→ TASK STATEMENT: Every record must come back exactly as given.

→ PROVIDED INFORMATION:
☆ ☆ ☆ ☆ ☆
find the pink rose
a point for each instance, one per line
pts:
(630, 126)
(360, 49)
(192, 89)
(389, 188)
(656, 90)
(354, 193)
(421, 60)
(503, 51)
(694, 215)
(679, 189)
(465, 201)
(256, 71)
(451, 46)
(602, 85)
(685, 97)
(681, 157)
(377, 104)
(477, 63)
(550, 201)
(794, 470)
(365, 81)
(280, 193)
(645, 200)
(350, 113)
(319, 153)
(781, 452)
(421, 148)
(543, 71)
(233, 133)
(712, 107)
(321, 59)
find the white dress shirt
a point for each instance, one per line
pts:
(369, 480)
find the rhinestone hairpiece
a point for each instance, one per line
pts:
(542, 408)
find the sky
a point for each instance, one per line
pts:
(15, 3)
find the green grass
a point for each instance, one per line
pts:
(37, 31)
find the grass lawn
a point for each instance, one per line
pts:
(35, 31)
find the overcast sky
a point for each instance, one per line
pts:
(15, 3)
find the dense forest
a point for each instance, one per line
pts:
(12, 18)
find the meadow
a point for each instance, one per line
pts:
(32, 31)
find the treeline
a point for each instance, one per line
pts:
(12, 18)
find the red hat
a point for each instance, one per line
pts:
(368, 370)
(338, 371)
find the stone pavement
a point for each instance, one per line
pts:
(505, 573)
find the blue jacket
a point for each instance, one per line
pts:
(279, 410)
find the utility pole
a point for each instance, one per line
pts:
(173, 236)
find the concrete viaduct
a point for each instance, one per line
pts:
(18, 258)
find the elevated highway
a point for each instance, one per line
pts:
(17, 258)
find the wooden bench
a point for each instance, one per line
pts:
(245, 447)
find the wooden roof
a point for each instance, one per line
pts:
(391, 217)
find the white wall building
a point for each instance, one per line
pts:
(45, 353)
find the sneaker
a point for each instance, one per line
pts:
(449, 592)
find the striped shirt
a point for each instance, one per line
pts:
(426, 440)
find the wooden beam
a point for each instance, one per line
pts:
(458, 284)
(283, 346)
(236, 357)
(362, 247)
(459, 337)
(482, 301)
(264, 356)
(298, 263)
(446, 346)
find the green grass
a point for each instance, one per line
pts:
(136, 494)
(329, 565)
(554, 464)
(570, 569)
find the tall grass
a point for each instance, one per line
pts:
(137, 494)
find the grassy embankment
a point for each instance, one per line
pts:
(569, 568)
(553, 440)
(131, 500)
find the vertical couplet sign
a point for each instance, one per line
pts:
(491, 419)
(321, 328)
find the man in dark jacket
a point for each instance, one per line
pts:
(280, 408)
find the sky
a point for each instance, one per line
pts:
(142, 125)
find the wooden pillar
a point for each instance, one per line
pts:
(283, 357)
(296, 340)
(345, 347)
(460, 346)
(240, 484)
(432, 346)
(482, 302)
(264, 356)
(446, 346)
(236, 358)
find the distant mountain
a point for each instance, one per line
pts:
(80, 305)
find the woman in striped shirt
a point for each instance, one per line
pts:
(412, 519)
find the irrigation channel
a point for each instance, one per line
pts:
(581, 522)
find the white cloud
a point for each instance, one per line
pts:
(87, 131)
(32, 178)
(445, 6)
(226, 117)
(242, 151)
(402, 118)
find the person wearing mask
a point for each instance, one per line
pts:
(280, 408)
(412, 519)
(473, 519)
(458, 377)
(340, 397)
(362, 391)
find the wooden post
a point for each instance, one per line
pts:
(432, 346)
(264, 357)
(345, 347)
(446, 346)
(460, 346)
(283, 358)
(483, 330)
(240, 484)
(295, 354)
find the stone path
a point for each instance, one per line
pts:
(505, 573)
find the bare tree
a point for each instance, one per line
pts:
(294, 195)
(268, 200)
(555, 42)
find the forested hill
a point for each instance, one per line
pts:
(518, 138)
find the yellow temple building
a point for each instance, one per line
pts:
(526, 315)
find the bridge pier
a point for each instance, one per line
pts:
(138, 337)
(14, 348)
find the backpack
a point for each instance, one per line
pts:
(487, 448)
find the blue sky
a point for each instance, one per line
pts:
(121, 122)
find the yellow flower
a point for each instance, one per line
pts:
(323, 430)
☆ ☆ ☆ ☆ ☆
→ SOLUTION TO THIS PROBLEM:
find the pink rose
a point for each instance, one per line
pts:
(630, 126)
(360, 49)
(192, 89)
(389, 188)
(656, 90)
(354, 193)
(421, 60)
(503, 51)
(694, 215)
(679, 189)
(465, 201)
(256, 71)
(451, 46)
(602, 85)
(685, 97)
(681, 157)
(377, 104)
(477, 63)
(550, 201)
(794, 470)
(365, 81)
(280, 193)
(645, 200)
(350, 113)
(319, 153)
(781, 452)
(421, 148)
(543, 71)
(233, 133)
(712, 107)
(321, 59)
find the white dress shirt
a point for each instance, one per line
pts:
(369, 480)
find the rhinestone hairpiece
a point for each instance, one per line
pts:
(542, 408)
find the sky
a point for each instance, one per line
pts:
(15, 3)
find the green grass
a point for each instance, one per line
pts:
(37, 31)
find the grass lawn
a point for each instance, one per line
pts:
(35, 31)
find the overcast sky
a point for each instance, one per line
pts:
(15, 3)
find the dense forest
a point for each instance, one per line
pts:
(12, 18)
find the meadow
a point for each instance, one per line
pts:
(32, 31)
find the treeline
a point for each instance, one per line
pts:
(12, 18)
find the red hat
a point for each instance, one per line
pts:
(368, 370)
(338, 371)
find the stone pavement
a point for each instance, one per line
pts:
(505, 573)
find the blue jacket
a point for each instance, one per line
pts:
(279, 410)
find the utility pole
a point for each instance, one per line
pts:
(173, 236)
find the concrete viaduct
a point for each instance, one per line
pts:
(18, 258)
find the elevated highway
a point for each instance, one per line
pts:
(17, 258)
find the wooden bench
a point for each instance, one per line
pts:
(245, 447)
find the wooden roof
a point for each instance, one per line
pts:
(391, 217)
find the white wall building
a point for each instance, one per line
pts:
(45, 353)
find the sneaker
a point for each instance, one per line
pts:
(449, 592)
find the striped shirt
a point for each instance, one per line
pts:
(426, 440)
find the wooden beam
a point for each instance, one per line
pts:
(458, 284)
(283, 346)
(236, 357)
(362, 247)
(459, 337)
(482, 301)
(264, 356)
(298, 263)
(446, 346)
find the green grass
a point for each instance, one per line
pts:
(136, 494)
(329, 565)
(554, 464)
(570, 569)
find the tall grass
a point for each instance, one per line
pts:
(137, 494)
find the grassy embankment
a point for each instance, one per line
pts:
(569, 568)
(553, 440)
(131, 500)
find the vertical couplet sign
a point for each instance, one per line
pts:
(491, 419)
(321, 328)
find the man in dark jacket
a point for each instance, one per line
pts:
(280, 408)
find the sky
a point for each instance, one per line
pts:
(142, 125)
find the wooden pillar
a point for each instance, one per line
pts:
(283, 357)
(296, 340)
(345, 347)
(460, 346)
(240, 484)
(432, 346)
(482, 302)
(264, 356)
(446, 346)
(236, 358)
find the distant mountain
a point for each instance, one per line
pts:
(80, 305)
find the woman in striped shirt
a point for each instance, one per line
pts:
(412, 519)
find the irrigation channel
a point for each instance, one per line
pts:
(581, 522)
find the white cloud
a point for each instance, one per line
pts:
(87, 131)
(32, 178)
(445, 6)
(226, 117)
(242, 151)
(402, 118)
find the person wearing mask
a point for each instance, one per line
pts:
(280, 408)
(412, 519)
(473, 519)
(458, 377)
(340, 397)
(362, 391)
find the wooden post
a point for each instance, one per line
pts:
(432, 346)
(264, 357)
(345, 347)
(446, 346)
(460, 346)
(283, 358)
(483, 330)
(240, 484)
(295, 354)
find the stone path
a point for each instance, one per line
pts:
(505, 573)
find the bare tree
a point for each instance, one per line
pts:
(294, 195)
(268, 200)
(555, 42)
find the forested hill
a point for each instance, one per line
pts:
(518, 138)
find the yellow temple building
a point for each instance, one per line
pts:
(526, 315)
find the bridge pier
a point for each instance, one per line
pts:
(138, 337)
(14, 348)
find the backpack
a point for each instance, one per line
pts:
(487, 448)
find the blue sky
a point for each instance, one per line
pts:
(121, 122)
find the yellow flower
a point for each instance, one per line
pts:
(323, 430)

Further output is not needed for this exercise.